Goal of the exercise
Please reproduce the listing below word for word, leaving out the pictures.

──────── Dataset entries

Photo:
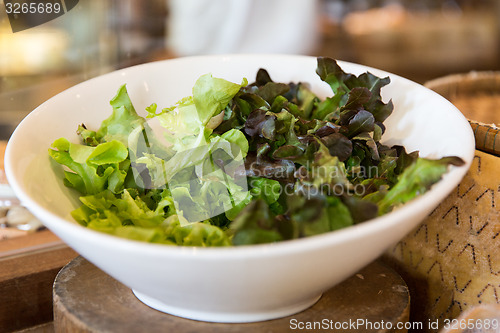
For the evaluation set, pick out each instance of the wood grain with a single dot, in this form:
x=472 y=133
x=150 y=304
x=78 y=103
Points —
x=88 y=300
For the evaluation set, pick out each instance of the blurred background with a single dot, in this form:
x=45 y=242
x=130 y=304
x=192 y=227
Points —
x=420 y=40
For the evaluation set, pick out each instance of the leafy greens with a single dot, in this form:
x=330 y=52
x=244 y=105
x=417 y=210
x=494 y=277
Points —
x=240 y=164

────────────────

Exercise solution
Photo:
For the evaluation set, pick out each instance of the wood grain with a single dot, in this form:
x=472 y=133
x=150 y=304
x=78 y=103
Points —
x=88 y=300
For the evaluation set, pick out each instance of the blurred background with a single dot, in this form:
x=45 y=242
x=130 y=304
x=192 y=227
Points —
x=420 y=40
For the evaluation set, pick out each instance of the leafy greens with a single dot, in this form:
x=330 y=52
x=244 y=105
x=417 y=210
x=494 y=277
Points —
x=240 y=164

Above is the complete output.